-- begin Input material --

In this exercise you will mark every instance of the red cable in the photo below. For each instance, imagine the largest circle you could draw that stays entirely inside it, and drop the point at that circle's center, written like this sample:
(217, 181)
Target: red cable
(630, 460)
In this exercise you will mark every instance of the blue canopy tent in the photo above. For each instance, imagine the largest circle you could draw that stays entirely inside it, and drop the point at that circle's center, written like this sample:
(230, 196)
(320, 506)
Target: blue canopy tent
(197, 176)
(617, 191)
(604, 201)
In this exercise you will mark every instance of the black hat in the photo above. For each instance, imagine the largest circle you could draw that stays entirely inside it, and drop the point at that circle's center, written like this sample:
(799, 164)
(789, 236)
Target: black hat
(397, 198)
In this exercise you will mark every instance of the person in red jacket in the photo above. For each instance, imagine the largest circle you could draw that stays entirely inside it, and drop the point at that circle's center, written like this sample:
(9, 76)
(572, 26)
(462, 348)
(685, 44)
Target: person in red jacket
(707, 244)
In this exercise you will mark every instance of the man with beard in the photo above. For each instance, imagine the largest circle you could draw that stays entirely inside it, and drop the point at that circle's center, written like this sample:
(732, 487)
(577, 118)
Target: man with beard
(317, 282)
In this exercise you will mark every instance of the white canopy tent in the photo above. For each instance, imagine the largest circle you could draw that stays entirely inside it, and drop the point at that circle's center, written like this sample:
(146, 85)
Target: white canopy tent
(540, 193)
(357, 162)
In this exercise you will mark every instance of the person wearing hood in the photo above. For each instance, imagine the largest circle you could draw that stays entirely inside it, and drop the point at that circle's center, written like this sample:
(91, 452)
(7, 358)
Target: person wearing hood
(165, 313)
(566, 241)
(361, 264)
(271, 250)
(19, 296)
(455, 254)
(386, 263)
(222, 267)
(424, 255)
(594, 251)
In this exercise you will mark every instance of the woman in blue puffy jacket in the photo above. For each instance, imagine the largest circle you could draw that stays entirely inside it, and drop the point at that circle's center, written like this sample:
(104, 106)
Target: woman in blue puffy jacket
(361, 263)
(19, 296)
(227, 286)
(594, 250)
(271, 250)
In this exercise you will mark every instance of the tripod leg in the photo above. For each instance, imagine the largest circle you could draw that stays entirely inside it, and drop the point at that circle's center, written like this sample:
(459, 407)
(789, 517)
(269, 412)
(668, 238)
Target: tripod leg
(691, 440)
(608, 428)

-- end Input material --

> [Task statement] Repeat the entries shown above, every one, word for word.

> [Answer to this problem]
In this exercise you will mark every instance of the red cable in the photo below. For each instance, imagine the largest circle you could draw that stays entirely inside it, and drop the point at that circle's center, written like this sample:
(217, 181)
Target: red cable
(630, 460)
In this exercise you will mark every instance of the blue canopy tent in the photo above. For each instance, imagine the largest circle you could draw that stays entirely inside it, and drop the point at that circle's center, written like this sample:
(230, 196)
(320, 506)
Target: blue canopy tent
(197, 176)
(617, 191)
(604, 201)
In this exercise you will mark every instance of the black hat in the photo above. For each instance, imagine the largest circle you could draw that stays entirely inside it, and drop the point at that circle's center, written like this sample:
(799, 164)
(789, 236)
Target: black hat
(397, 198)
In this exercise you will mark every instance of the person in red jacket in the photo above. For each instance, imagine the largest circle you could draw that stays entirely inside it, and drop the point at that circle's center, written like this sample:
(9, 76)
(572, 26)
(462, 348)
(685, 44)
Target: person in red jacket
(707, 244)
In this exercise you will mark every instance of the man with beard in the photo above. For each instance, imagine the largest circle you could draw that stays entirely inside it, and drop the point at that circle's center, written like this sample:
(732, 487)
(577, 118)
Target: man with beard
(317, 282)
In this exercise you will mark every instance of the white canopy tent in the photo above. For each instance, imagine the largest circle you could draw that stays entirely inside it, and drop the point at that circle's center, written like this sample:
(146, 85)
Target: white canopy tent
(540, 193)
(357, 162)
In this exercise you will mark every instance of the person wearing hood in the photo above. For each instance, imagine the largest circle you could draw that stays entirely inside it, and drop the point at that circle's center, written like this sample:
(91, 452)
(7, 358)
Target: person wearing hood
(165, 313)
(566, 241)
(361, 264)
(271, 250)
(19, 296)
(455, 254)
(386, 263)
(222, 267)
(424, 255)
(594, 251)
In this exercise you will mark every instance of the woman in blue puffy jacket in the photo above. For each instance, imagine the largest circle you could draw that stays entirely inside it, and drop the point at that circle's center, written like this sample:
(104, 106)
Target: woman in blue puffy jacket
(361, 263)
(19, 296)
(227, 286)
(594, 250)
(271, 250)
In this exercise you will mark every instance of the tripod leg in the photo above. For each instance, imagine the largest circle you could draw that stays entirely inside it, and drop the point at that circle's center, written like this sample:
(459, 407)
(789, 517)
(269, 412)
(668, 238)
Target: tripod leg
(691, 440)
(608, 428)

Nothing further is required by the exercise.